Supplied passage.

-*-*-

Initially, I was applying to various calls for awards and exhibitions, but now, with teaching and a baby, I focus more on working in the studio and meeting people interested in my work individually. I have artist friends who have a curatorial practice, as well, and it’s especially generative for me to be part of their exhibitions. The conversations are engaged and we pursue each other with vigor and frankness. I have had some residencies, like the Baxter Street Workspace residency, that culminated in an exhibition. It has been useful to have a deadline to put the work out into the world. Otherwise, I can go on working and re-working for a long time.

 

14. Do you feel that there are there adequate opportunities and avenues to share / show your work in India, or do you always look for such opportunities abroad?

 

Not at all. The most important spaces for developing a strong body of work and generating a feedback loop around it are non-commercial project spaces. We probably have 5 of those. The ratio of artist to these spaces is probably 1000:1 – if that. It’s very important for artists to live in the world and share their work unless their work / temperament requires a hermetic life. And it’s imperative for us to make that world and not spend a life in waiting. Our work does not conclude with the making. Unless artists (photographers) take exhibition, art reviews and publication of their work into their own hands, it will remain in the realm of white cube, commercial format, and remain limited by those conditions.

 

15. Do you think there is a universal language that photography uses? Are Indian photographers finding that they are judged by western criteria and standards?

-*-*-

Record set.
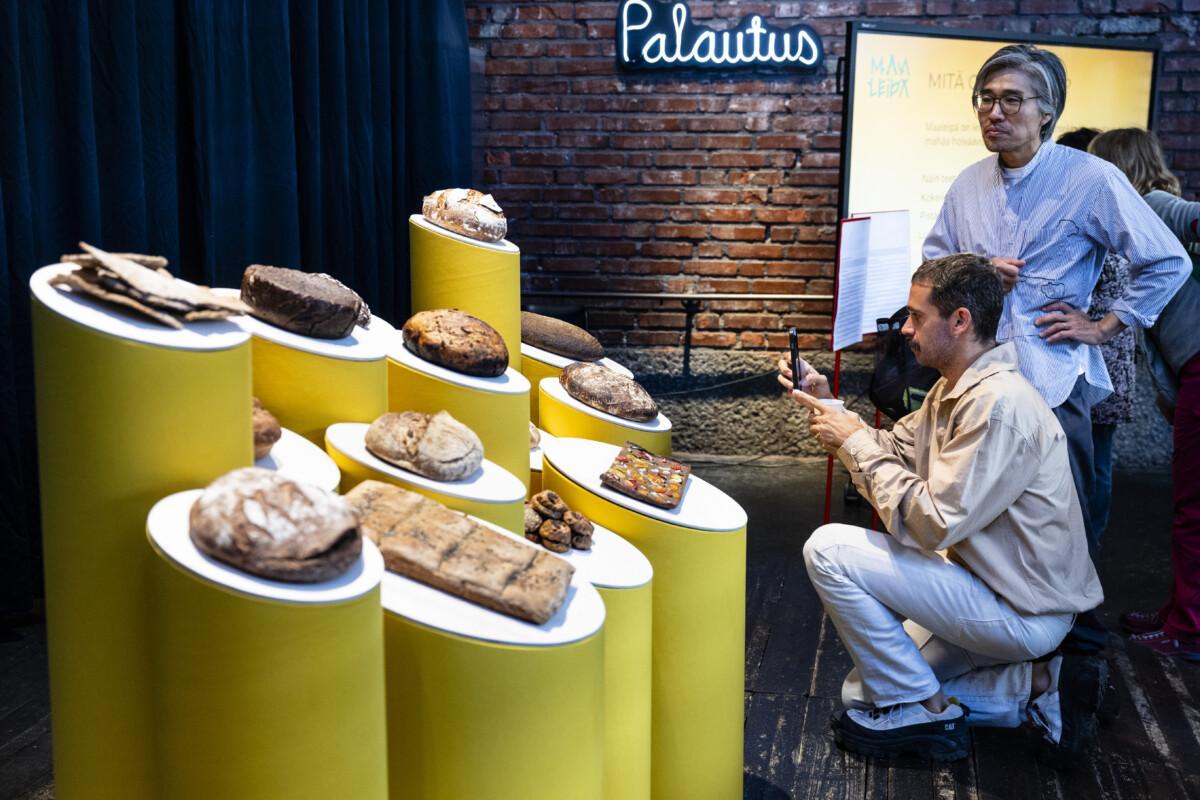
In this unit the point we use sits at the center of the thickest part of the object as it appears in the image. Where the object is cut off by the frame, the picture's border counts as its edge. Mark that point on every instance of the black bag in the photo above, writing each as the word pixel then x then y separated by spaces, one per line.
pixel 898 384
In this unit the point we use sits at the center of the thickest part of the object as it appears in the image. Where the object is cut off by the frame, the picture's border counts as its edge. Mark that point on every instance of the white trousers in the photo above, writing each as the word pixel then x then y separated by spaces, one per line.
pixel 915 623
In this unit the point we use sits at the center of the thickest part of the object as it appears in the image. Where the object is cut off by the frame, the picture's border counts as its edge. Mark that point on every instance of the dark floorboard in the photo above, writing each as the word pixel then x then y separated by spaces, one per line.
pixel 796 663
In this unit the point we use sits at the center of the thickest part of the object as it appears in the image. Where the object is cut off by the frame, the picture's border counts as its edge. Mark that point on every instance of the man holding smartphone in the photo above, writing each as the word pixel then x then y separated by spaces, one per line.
pixel 987 563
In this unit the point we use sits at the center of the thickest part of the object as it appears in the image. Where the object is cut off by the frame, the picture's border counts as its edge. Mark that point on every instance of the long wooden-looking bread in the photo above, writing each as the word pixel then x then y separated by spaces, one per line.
pixel 423 540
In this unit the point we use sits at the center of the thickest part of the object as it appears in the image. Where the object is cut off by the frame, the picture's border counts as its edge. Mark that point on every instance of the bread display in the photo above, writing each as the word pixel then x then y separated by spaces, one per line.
pixel 309 304
pixel 456 341
pixel 648 477
pixel 142 283
pixel 466 211
pixel 275 528
pixel 562 338
pixel 423 540
pixel 607 391
pixel 267 429
pixel 437 446
pixel 570 529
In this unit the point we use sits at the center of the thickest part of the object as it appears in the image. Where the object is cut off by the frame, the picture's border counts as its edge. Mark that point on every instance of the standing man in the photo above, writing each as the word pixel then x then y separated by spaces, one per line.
pixel 1045 216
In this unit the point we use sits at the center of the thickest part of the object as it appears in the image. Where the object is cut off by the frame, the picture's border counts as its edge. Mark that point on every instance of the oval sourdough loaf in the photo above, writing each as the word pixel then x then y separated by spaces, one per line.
pixel 456 341
pixel 605 390
pixel 276 528
pixel 559 337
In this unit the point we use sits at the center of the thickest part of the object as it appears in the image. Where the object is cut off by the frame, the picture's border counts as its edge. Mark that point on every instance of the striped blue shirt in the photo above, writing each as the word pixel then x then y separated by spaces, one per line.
pixel 1061 212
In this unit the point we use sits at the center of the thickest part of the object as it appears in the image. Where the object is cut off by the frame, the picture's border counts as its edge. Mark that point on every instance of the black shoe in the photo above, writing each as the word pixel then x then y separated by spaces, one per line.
pixel 906 728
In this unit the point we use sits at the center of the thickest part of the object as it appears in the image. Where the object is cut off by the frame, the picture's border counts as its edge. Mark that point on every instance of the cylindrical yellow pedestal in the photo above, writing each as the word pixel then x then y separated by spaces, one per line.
pixel 309 384
pixel 481 278
pixel 699 557
pixel 263 689
pixel 485 705
pixel 127 411
pixel 497 409
pixel 538 364
pixel 623 577
pixel 565 416
pixel 492 493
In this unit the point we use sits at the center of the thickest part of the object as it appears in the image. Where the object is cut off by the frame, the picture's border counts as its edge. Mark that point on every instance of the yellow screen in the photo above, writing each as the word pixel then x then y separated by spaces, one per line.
pixel 913 128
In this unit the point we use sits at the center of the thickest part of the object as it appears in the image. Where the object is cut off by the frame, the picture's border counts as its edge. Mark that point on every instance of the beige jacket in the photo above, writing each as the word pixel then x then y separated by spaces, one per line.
pixel 981 470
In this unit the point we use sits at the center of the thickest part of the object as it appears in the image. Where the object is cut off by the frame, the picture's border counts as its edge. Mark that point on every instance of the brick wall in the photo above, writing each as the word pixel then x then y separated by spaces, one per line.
pixel 676 184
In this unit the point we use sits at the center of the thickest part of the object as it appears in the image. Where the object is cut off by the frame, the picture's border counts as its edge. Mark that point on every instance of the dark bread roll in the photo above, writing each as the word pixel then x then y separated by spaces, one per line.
pixel 303 302
pixel 562 338
pixel 456 341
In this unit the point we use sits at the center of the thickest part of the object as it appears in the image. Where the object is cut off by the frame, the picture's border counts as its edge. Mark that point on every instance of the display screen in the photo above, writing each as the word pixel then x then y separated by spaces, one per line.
pixel 911 126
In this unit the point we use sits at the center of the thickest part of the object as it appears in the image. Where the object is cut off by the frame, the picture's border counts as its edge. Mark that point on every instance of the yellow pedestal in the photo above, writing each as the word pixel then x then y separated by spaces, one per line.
pixel 309 384
pixel 453 271
pixel 699 618
pixel 565 416
pixel 485 705
pixel 492 493
pixel 263 689
pixel 497 409
pixel 538 364
pixel 126 411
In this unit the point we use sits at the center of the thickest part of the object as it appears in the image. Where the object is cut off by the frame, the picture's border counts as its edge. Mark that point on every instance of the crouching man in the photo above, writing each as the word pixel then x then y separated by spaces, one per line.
pixel 955 609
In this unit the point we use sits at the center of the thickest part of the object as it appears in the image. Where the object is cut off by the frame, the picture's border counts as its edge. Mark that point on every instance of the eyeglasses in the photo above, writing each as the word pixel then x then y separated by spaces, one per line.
pixel 1008 103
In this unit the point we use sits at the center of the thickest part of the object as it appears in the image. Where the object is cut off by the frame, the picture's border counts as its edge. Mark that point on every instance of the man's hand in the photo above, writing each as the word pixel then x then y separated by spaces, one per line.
pixel 811 382
pixel 1008 269
pixel 827 426
pixel 1065 323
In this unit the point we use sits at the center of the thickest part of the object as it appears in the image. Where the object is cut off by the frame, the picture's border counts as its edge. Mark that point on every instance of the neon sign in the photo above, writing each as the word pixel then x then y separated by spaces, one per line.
pixel 653 35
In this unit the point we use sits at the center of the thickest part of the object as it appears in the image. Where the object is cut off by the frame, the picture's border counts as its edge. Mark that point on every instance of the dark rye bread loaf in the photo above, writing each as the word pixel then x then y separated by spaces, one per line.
pixel 562 338
pixel 276 528
pixel 456 341
pixel 303 302
pixel 607 391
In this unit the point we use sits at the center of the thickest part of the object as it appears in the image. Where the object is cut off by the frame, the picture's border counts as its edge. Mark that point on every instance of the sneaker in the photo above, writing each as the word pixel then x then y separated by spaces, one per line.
pixel 1164 645
pixel 1066 713
pixel 904 728
pixel 1141 621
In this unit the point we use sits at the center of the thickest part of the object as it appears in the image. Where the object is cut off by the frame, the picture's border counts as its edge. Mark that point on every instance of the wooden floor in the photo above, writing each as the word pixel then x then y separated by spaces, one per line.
pixel 795 667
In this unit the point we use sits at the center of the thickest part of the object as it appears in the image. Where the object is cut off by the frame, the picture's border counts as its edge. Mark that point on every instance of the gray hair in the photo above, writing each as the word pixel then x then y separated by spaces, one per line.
pixel 1044 70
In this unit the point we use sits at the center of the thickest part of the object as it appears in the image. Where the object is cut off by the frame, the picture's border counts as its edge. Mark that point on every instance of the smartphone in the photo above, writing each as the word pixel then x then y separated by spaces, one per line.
pixel 795 352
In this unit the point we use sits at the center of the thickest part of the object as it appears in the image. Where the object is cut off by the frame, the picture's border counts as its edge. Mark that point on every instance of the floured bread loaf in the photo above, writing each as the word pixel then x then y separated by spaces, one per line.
pixel 437 446
pixel 276 528
pixel 309 304
pixel 466 211
pixel 424 540
pixel 609 392
pixel 562 338
pixel 456 341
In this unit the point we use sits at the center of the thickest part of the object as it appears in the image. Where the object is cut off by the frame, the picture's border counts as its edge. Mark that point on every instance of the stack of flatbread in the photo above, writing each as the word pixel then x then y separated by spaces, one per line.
pixel 143 284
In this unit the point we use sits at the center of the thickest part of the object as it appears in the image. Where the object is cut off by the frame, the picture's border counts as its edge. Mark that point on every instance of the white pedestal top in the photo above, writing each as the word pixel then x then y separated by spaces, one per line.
pixel 167 528
pixel 503 246
pixel 703 506
pixel 510 383
pixel 295 457
pixel 363 343
pixel 553 389
pixel 581 614
pixel 126 324
pixel 490 483
pixel 555 360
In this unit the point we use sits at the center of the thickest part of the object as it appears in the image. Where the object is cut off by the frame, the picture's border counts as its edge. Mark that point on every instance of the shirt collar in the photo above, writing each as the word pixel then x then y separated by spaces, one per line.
pixel 1001 358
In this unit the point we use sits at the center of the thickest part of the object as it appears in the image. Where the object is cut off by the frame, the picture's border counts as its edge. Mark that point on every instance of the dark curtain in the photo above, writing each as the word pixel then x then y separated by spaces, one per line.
pixel 217 133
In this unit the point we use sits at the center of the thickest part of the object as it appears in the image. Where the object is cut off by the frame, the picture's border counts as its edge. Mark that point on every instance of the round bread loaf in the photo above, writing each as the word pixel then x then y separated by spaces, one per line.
pixel 303 302
pixel 276 528
pixel 607 391
pixel 559 337
pixel 437 446
pixel 456 341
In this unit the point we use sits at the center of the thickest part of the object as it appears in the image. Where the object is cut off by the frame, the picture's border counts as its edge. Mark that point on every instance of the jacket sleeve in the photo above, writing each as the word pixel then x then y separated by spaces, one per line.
pixel 979 471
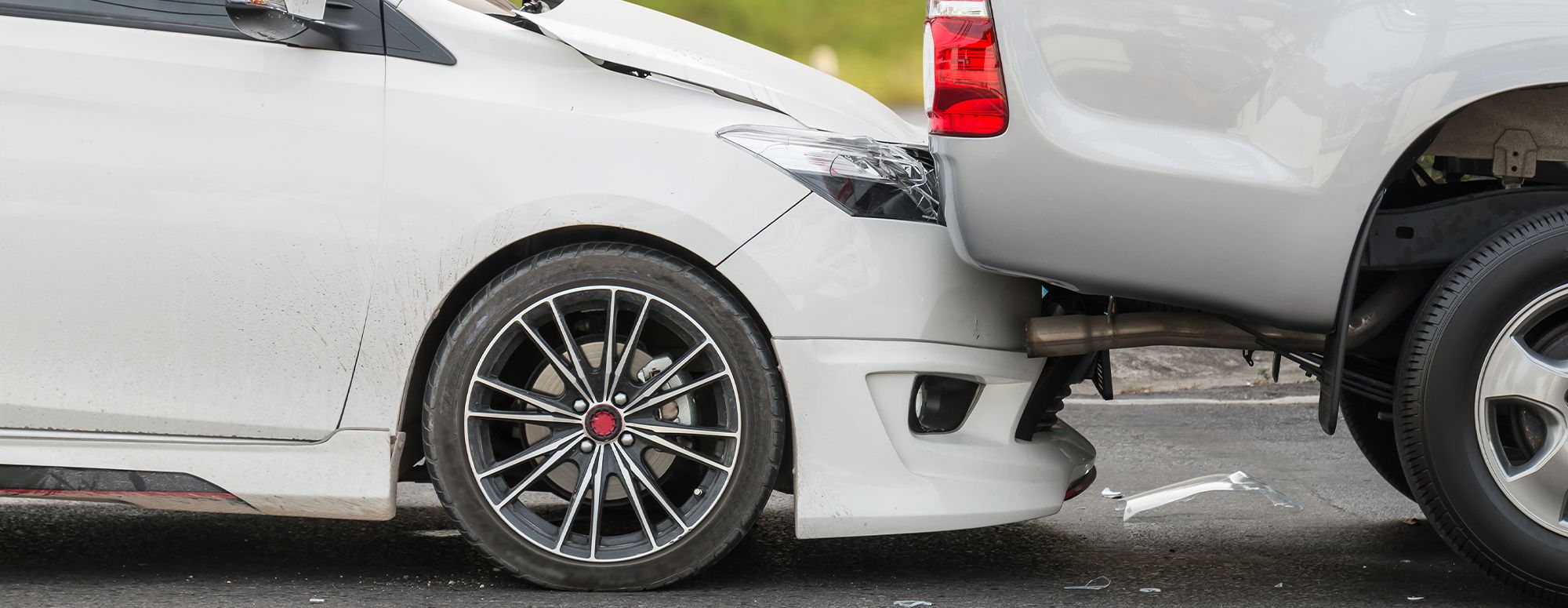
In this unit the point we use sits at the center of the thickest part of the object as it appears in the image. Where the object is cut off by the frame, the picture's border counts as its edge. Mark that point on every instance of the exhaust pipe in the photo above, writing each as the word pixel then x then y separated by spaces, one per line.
pixel 1083 334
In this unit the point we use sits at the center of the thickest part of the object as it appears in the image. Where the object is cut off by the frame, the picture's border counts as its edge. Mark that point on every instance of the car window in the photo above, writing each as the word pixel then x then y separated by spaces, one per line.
pixel 205 16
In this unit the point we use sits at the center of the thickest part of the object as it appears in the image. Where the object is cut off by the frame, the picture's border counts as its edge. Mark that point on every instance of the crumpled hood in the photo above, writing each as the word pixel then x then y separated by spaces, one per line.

-*-*-

What you should do.
Reproduce the stretch of the interview from "Not at all." through "criteria and standards?" word for word.

Result.
Not at all. The most important spaces for developing a strong body of work and generating a feedback loop around it are non-commercial project spaces. We probably have 5 of those. The ratio of artist to these spaces is probably 1000:1 – if that. It’s very important for artists to live in the world and share their work unless their work / temperament requires a hermetic life. And it’s imperative for us to make that world and not spend a life in waiting. Our work does not conclude with the making. Unless artists (photographers) take exhibition, art reviews and publication of their work into their own hands, it will remain in the realm of white cube, commercial format, and remain limited by those conditions.

 

15. Do you think there is a universal language that photography uses? Are Indian photographers finding that they are judged by western criteria and standards?